» Stated exercise
Quote the Yum Yum Tree post below word for word, from "Last year, I" up to and including "California) in 2001.".

» Provided passage
Friday, April 24, 2015

The Yum Yum Tree – "Februaries" (2007)


Take your longest sleep tonight
I’ll catch you where bluebirds fly

(Where do bluebirds fly?  Somewhere over the rainbow, of course.)

Last year, I stumbled across a compilation album titled Workers Comp, which was released by Recess Records (an independent label located in southern California) in 2001.

The first song on the album was "Calvary," by a group called Yum Yum Tree.  I loved the song immediately, and it's featured in the previous 2 or 3 lines.

I Googled the Yum Yum Tree to find out more about the group and found a number of references to a 2007 album titled Paint by Numbers, which I downloaded.  It was a very good album, but the songs on it sounded nothing like "Calvary":


It turns out there were two different bands who called themselves Yum Yum Tree.  The group that recorded "Calvary" was from New York City.  The group that released Paint by Numbers (and who called themselves The Yum Yum Tree) was from Atlanta.

» Data rows
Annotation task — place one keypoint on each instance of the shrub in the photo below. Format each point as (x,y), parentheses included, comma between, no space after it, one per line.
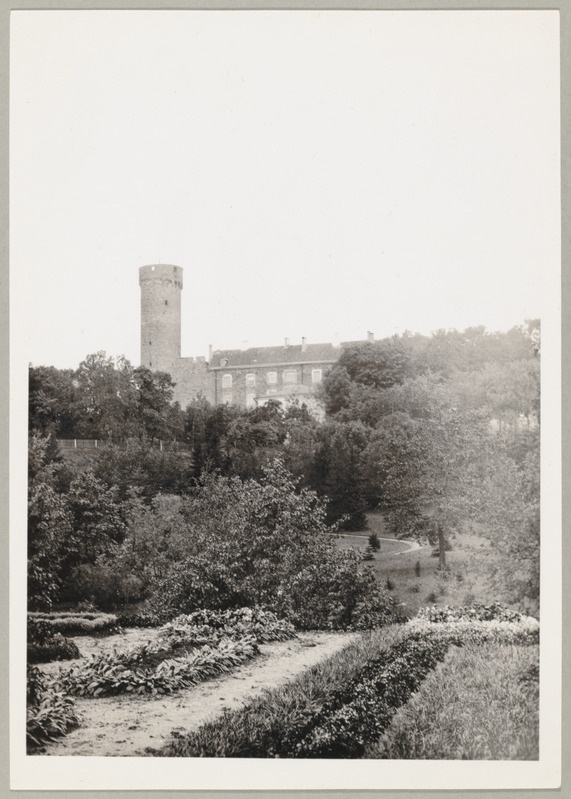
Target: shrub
(78,623)
(144,620)
(481,703)
(44,646)
(473,612)
(105,585)
(50,713)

» Written solution
Last year, I stumbled across a compilation album titled Workers Comp, which was released by Recess Records (an independent label located in southern California) in 2001.